**Description of the task:** Please write out the lines starting at the one containing "locate the white lane" and ending at the last line as a JSON list of strings, one string per line, with blank lines omitted.

•••

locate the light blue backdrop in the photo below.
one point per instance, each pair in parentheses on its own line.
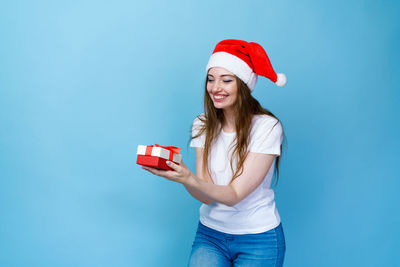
(82,83)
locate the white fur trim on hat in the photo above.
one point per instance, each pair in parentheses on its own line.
(235,65)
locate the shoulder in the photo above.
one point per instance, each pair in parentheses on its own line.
(264,122)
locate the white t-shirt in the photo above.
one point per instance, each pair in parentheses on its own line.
(257,212)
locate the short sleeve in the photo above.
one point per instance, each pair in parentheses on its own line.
(196,126)
(266,135)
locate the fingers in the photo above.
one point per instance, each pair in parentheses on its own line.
(173,166)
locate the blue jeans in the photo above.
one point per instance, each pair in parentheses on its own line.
(212,248)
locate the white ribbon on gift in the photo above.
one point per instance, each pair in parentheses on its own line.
(159,152)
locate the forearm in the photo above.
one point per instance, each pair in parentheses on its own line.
(198,194)
(224,194)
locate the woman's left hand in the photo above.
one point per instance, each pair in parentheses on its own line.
(180,173)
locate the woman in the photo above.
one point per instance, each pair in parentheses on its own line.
(238,145)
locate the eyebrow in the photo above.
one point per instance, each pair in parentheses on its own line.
(223,75)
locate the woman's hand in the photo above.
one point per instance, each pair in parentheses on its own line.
(180,173)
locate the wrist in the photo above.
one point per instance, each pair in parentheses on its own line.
(192,180)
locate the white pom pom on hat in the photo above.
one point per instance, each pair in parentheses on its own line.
(246,60)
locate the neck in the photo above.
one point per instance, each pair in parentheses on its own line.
(229,120)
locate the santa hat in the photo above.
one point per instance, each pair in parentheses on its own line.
(245,60)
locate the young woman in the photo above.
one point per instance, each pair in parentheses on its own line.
(238,145)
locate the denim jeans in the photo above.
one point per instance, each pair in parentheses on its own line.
(212,248)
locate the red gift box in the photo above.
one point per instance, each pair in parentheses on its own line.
(156,156)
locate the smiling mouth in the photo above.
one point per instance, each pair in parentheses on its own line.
(219,97)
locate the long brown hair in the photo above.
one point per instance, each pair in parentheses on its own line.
(246,107)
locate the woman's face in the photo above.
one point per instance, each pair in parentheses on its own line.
(222,88)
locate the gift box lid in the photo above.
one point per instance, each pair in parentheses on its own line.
(158,151)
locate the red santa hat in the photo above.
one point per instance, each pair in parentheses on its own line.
(246,60)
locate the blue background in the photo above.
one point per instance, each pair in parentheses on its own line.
(82,83)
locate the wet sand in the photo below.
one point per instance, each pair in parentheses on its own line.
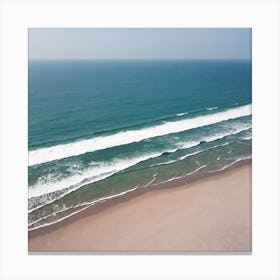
(212,214)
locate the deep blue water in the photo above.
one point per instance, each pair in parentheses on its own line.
(101,128)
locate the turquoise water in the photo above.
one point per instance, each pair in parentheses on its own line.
(99,129)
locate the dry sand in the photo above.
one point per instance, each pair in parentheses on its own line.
(212,214)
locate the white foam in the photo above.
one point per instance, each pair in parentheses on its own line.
(87,176)
(212,108)
(47,154)
(231,131)
(87,205)
(182,114)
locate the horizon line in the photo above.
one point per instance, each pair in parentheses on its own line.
(136,59)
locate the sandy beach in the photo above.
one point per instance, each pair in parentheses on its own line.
(212,214)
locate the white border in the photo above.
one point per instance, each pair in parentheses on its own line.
(262,16)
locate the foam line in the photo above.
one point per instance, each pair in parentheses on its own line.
(57,152)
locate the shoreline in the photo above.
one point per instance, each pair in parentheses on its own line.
(52,233)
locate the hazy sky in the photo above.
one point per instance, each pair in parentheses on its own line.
(139,43)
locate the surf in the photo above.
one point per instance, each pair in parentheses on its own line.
(58,152)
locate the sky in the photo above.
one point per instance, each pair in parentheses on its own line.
(139,43)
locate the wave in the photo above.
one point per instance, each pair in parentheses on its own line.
(211,108)
(48,154)
(182,114)
(47,185)
(87,176)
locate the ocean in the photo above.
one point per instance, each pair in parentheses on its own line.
(102,129)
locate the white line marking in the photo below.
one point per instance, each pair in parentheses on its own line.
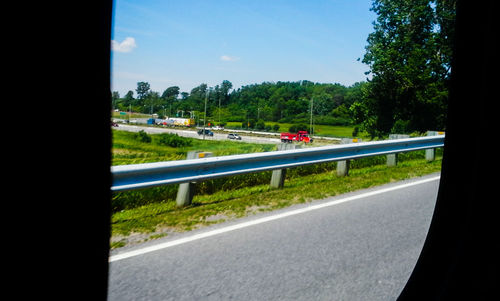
(261,220)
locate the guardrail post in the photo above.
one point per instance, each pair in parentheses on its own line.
(430,154)
(392,159)
(343,166)
(278,176)
(186,190)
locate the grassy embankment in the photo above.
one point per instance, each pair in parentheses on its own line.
(150,213)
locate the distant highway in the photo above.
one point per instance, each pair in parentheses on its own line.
(358,246)
(194,134)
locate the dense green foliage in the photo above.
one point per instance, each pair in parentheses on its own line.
(252,105)
(409,55)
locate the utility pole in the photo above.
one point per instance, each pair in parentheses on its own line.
(205,117)
(310,126)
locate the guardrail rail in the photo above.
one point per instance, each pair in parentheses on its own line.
(127,177)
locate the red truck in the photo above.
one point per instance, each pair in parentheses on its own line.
(300,136)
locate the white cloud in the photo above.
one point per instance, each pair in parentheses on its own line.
(228,58)
(126,46)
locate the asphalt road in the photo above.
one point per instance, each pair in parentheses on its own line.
(358,246)
(194,134)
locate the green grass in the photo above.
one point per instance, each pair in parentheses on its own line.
(302,185)
(128,150)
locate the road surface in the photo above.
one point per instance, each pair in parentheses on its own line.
(358,246)
(194,134)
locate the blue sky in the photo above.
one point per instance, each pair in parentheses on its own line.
(188,42)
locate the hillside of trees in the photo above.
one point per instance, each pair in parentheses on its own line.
(281,102)
(409,54)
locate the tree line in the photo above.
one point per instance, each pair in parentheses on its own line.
(409,54)
(288,102)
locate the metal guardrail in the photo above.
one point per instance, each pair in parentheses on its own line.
(127,177)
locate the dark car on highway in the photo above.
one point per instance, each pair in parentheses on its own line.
(207,132)
(234,136)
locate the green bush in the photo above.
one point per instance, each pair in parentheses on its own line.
(173,140)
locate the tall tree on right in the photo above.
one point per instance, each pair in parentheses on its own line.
(409,55)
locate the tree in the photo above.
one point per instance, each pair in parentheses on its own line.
(170,93)
(410,72)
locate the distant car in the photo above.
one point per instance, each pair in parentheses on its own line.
(207,132)
(234,136)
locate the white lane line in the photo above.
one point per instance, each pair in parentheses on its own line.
(180,241)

•••

**Exercise result:**
[
  "locate the white lane line in the photo above.",
  "one point per instance, each pair in parentheses on its own line.",
  "(180,241)"
]